(Outline labeling records)
++++++
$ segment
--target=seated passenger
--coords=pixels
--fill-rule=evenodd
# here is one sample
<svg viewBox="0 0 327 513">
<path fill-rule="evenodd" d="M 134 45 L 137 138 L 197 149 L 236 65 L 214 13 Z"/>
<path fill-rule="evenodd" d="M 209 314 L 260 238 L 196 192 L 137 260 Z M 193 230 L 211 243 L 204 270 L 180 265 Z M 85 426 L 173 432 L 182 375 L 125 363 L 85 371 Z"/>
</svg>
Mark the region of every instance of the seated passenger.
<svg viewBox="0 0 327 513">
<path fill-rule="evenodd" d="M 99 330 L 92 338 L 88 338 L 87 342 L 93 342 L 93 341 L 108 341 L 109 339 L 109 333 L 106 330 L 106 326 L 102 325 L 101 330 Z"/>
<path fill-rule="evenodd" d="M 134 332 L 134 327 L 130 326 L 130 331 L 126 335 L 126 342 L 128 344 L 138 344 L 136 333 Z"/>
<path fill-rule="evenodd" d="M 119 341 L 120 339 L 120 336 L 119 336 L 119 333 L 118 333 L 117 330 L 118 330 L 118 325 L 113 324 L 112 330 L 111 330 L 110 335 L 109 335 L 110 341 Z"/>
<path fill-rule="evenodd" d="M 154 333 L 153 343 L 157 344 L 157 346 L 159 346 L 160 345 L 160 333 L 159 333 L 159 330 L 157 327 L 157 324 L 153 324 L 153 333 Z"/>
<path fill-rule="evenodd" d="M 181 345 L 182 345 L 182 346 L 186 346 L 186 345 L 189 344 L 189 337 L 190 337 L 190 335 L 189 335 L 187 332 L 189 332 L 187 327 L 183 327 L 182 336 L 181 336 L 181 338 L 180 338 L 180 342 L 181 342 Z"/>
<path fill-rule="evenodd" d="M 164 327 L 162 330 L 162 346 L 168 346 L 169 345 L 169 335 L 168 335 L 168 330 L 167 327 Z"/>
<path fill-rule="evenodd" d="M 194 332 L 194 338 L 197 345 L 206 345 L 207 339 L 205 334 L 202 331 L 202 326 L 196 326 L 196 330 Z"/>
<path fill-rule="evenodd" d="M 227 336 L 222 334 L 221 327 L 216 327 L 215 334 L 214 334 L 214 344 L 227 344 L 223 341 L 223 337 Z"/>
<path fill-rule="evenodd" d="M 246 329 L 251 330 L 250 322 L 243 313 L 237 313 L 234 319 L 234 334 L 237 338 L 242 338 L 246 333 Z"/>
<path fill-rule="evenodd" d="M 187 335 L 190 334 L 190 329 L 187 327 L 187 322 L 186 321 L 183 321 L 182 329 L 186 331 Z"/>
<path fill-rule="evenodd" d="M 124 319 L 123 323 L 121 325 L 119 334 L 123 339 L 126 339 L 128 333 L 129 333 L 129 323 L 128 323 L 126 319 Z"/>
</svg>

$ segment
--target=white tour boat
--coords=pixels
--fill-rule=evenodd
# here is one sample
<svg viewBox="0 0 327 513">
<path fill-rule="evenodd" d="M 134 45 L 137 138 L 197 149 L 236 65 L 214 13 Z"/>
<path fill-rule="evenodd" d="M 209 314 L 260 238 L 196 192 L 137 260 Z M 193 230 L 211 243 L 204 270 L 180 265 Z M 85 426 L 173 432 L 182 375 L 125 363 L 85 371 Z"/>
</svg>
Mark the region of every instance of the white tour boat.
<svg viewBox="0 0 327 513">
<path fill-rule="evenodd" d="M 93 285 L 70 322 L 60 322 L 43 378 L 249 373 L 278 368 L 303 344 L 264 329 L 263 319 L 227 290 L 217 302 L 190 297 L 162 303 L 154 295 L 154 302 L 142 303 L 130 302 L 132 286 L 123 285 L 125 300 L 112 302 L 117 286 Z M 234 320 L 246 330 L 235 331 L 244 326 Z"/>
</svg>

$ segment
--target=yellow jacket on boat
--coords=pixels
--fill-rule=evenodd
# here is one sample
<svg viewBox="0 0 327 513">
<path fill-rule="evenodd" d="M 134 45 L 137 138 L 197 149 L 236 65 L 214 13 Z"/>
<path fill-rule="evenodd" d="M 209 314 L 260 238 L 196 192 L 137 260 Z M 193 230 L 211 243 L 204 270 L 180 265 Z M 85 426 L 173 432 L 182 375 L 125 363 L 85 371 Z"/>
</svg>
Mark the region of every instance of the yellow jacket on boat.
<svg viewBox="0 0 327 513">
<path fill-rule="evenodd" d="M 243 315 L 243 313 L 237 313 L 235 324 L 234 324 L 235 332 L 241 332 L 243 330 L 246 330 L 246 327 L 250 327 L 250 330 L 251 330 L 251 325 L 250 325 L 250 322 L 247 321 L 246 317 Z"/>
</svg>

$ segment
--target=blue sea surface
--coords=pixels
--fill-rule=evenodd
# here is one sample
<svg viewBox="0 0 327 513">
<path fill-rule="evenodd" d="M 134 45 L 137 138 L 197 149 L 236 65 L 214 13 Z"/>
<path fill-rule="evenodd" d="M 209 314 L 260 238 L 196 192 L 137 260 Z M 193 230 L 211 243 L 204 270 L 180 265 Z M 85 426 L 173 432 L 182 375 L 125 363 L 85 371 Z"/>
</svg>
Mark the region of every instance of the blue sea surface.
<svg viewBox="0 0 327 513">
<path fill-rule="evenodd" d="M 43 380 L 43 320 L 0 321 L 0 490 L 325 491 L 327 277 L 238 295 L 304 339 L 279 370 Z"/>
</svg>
++++++
- EXERCISE OBJECTIVE -
Give the entries once more, exactly as they appear.

- FULL RESPONSE -
$ segment
--target=seated passenger
--coords=pixels
--fill-rule=evenodd
# here is one sample
<svg viewBox="0 0 327 513">
<path fill-rule="evenodd" d="M 134 45 L 137 138 L 197 149 L 236 65 L 214 13 Z"/>
<path fill-rule="evenodd" d="M 209 314 L 260 238 L 196 192 L 137 260 Z M 193 230 L 211 243 L 204 270 L 180 265 Z M 85 426 L 173 432 L 182 375 L 125 363 L 85 371 Z"/>
</svg>
Mark the region of every instance of the seated passenger.
<svg viewBox="0 0 327 513">
<path fill-rule="evenodd" d="M 99 330 L 92 338 L 88 338 L 87 342 L 93 342 L 93 341 L 108 341 L 109 339 L 109 333 L 106 330 L 106 326 L 102 325 L 101 330 Z"/>
<path fill-rule="evenodd" d="M 134 332 L 134 327 L 130 326 L 130 331 L 126 335 L 126 342 L 128 344 L 138 344 L 136 333 Z"/>
<path fill-rule="evenodd" d="M 119 341 L 120 339 L 120 336 L 119 336 L 119 333 L 118 333 L 117 330 L 118 330 L 118 325 L 113 324 L 112 330 L 111 330 L 110 335 L 109 335 L 110 341 Z"/>
<path fill-rule="evenodd" d="M 154 333 L 153 343 L 157 344 L 157 346 L 159 346 L 160 345 L 160 333 L 159 333 L 159 330 L 157 327 L 157 324 L 153 324 L 153 333 Z"/>
<path fill-rule="evenodd" d="M 181 345 L 182 345 L 182 346 L 186 346 L 186 345 L 189 344 L 189 337 L 190 337 L 190 335 L 189 335 L 187 332 L 189 332 L 187 327 L 183 327 L 182 336 L 181 336 L 181 338 L 180 338 L 180 342 L 181 342 Z"/>
<path fill-rule="evenodd" d="M 164 327 L 162 330 L 162 346 L 168 346 L 169 345 L 169 335 L 168 335 L 168 330 L 167 327 Z"/>
<path fill-rule="evenodd" d="M 194 332 L 194 338 L 197 345 L 206 345 L 207 339 L 205 334 L 202 331 L 202 326 L 196 326 L 196 330 Z"/>
<path fill-rule="evenodd" d="M 227 336 L 222 334 L 221 327 L 216 327 L 215 334 L 214 334 L 214 344 L 227 344 L 223 341 L 223 337 Z"/>
<path fill-rule="evenodd" d="M 246 329 L 251 330 L 250 322 L 243 313 L 237 313 L 234 319 L 234 334 L 237 338 L 242 338 L 246 333 Z"/>
<path fill-rule="evenodd" d="M 187 335 L 190 334 L 190 329 L 187 327 L 187 322 L 186 321 L 183 321 L 182 329 L 186 331 Z"/>
<path fill-rule="evenodd" d="M 124 319 L 123 323 L 121 325 L 119 334 L 123 339 L 126 339 L 128 333 L 129 333 L 129 323 L 128 323 L 126 319 Z"/>
</svg>

$ segment
--target=white tour boat
--coords=pixels
--fill-rule=evenodd
# here is one sample
<svg viewBox="0 0 327 513">
<path fill-rule="evenodd" d="M 134 45 L 137 138 L 197 149 L 236 65 L 214 13 Z"/>
<path fill-rule="evenodd" d="M 209 314 L 260 238 L 196 192 L 137 260 Z M 193 230 L 211 243 L 204 270 L 180 265 Z M 85 426 L 173 432 L 182 375 L 125 363 L 85 371 Z"/>
</svg>
Mark the region of every instance of the white tour boat.
<svg viewBox="0 0 327 513">
<path fill-rule="evenodd" d="M 93 285 L 70 322 L 60 322 L 43 378 L 249 373 L 278 368 L 303 344 L 264 329 L 263 319 L 227 290 L 217 302 L 190 297 L 162 303 L 154 295 L 154 302 L 142 303 L 130 302 L 132 286 L 123 285 L 125 300 L 112 302 L 117 286 Z M 234 320 L 246 330 L 235 331 L 244 326 Z"/>
</svg>

$ segment
--target=yellow jacket on boat
--coords=pixels
--fill-rule=evenodd
# here is one sample
<svg viewBox="0 0 327 513">
<path fill-rule="evenodd" d="M 134 45 L 137 138 L 197 149 L 236 65 L 214 13 Z"/>
<path fill-rule="evenodd" d="M 209 314 L 260 238 L 196 192 L 137 260 Z M 193 230 L 211 243 L 204 270 L 180 265 Z M 85 426 L 173 432 L 182 375 L 125 363 L 85 371 Z"/>
</svg>
Mark the region of every instance of the yellow jacket on boat.
<svg viewBox="0 0 327 513">
<path fill-rule="evenodd" d="M 243 315 L 243 313 L 237 313 L 235 324 L 234 324 L 235 332 L 241 332 L 243 330 L 246 330 L 246 327 L 250 327 L 250 330 L 251 330 L 251 325 L 250 325 L 250 322 L 247 321 L 246 317 Z"/>
</svg>

$ segment
--target=blue sea surface
--coords=pixels
--fill-rule=evenodd
# here is one sample
<svg viewBox="0 0 327 513">
<path fill-rule="evenodd" d="M 134 45 L 137 138 L 197 149 L 236 65 L 214 13 Z"/>
<path fill-rule="evenodd" d="M 209 314 L 260 238 L 196 192 L 137 260 Z M 193 230 L 211 243 L 204 270 L 180 265 Z M 85 426 L 173 432 L 182 375 L 125 363 L 85 371 Z"/>
</svg>
Mark the region of every instance of the blue sea surface.
<svg viewBox="0 0 327 513">
<path fill-rule="evenodd" d="M 43 380 L 43 320 L 0 321 L 0 490 L 325 491 L 327 277 L 238 295 L 304 339 L 279 370 Z"/>
</svg>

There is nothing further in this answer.